:: Lines of data ::

--- begin ---

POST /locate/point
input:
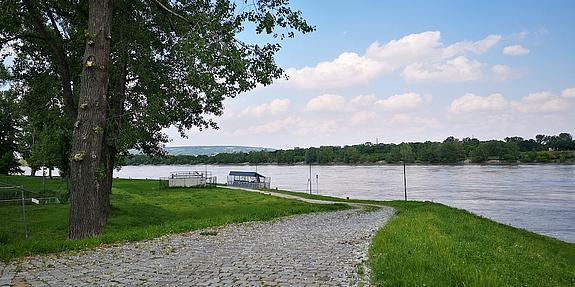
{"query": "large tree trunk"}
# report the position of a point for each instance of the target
(109, 149)
(86, 170)
(108, 160)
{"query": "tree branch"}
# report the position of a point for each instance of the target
(165, 8)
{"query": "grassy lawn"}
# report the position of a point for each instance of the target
(430, 244)
(140, 211)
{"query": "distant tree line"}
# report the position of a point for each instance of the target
(542, 149)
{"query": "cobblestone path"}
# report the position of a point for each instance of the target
(319, 249)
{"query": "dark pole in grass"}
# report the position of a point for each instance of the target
(24, 212)
(310, 191)
(317, 183)
(404, 182)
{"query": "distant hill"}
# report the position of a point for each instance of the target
(212, 150)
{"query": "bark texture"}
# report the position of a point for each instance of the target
(86, 169)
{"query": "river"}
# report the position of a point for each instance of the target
(540, 198)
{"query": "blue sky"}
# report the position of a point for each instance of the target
(400, 71)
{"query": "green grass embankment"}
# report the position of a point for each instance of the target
(140, 210)
(430, 244)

--- end ---

:: GOAL OF THE EXERCISE ::
Set down the records in full and exactly. Do not carry over any image.

:: RESPONSE FOR THIS EXERCISE ::
POST /locate/point
input:
{"query": "large tree trunk"}
# report the position of a point for each instance of the target
(109, 149)
(86, 170)
(108, 160)
{"query": "tree branch"}
# report the position of a point for each instance of the target
(165, 8)
{"query": "grassy lawn"}
# report the position of a point for each instance of the target
(430, 244)
(140, 211)
{"query": "distant tree line"}
# report the position of a point for each instance of the target
(542, 149)
{"query": "cobblestone path"}
# report the position of a point for each instance of the target
(319, 249)
{"query": "dark pole in grass"}
# report the position of a point for each instance of the target
(24, 212)
(310, 191)
(317, 183)
(404, 182)
{"query": "distant hill"}
# report the position of a point for each instance of the target
(212, 150)
{"query": "bark texture"}
# report the position of a point for each instance of the target
(86, 169)
{"query": "river"}
# report the position of a point for each instance of the target
(540, 198)
{"query": "blue sky"}
# report the position of a point for each instance of the target
(400, 71)
{"query": "green grass embankment"}
# report the position of a point for each instance of the target
(140, 210)
(430, 244)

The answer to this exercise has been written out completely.